▶ [GIVEN INFORMATION]:
#####
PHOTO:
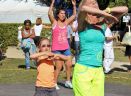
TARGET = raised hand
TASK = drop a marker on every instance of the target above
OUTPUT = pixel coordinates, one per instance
(110, 18)
(73, 2)
(53, 1)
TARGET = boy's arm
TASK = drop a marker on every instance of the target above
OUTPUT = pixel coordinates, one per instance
(36, 55)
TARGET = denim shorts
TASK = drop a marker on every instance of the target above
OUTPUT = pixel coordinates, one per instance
(66, 52)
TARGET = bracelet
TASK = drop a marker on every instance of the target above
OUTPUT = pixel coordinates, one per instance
(108, 10)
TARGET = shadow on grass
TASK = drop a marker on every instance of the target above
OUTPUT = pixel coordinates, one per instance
(63, 85)
(24, 67)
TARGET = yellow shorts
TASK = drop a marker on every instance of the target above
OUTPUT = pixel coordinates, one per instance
(88, 81)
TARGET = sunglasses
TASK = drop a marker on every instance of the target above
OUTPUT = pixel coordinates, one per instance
(46, 45)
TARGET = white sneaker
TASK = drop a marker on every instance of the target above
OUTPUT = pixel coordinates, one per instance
(68, 84)
(107, 70)
(57, 87)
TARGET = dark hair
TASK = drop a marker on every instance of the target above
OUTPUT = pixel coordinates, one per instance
(42, 39)
(103, 4)
(58, 11)
(27, 21)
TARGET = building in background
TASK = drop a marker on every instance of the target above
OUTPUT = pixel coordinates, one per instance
#####
▶ [TRY IT]:
The lines from the one containing "TARGET = sunglasses" through the end of the data are to be copied exactly, the first and last of them included.

▶ [RESULT OF THIS EXERCISE]:
TARGET = sunglasses
TASK = drop a marker on every instance of the target above
OUTPUT = pixel coordinates, one per instance
(46, 45)
TARGET = white sneaker
TASK = drop a marker on every instance of the target above
OUTPUT = pixel coordinates, one per instance
(68, 84)
(107, 70)
(57, 87)
TARGET = dark hair
TASK = drop a marker on every instance of the target above
OUTPUT = pixel coordinates, one per instance
(42, 39)
(103, 4)
(58, 11)
(27, 21)
TARGET = building in background
TASK = drop a marker on every instance of the target above
OUTPUT = pixel coordinates, one per instance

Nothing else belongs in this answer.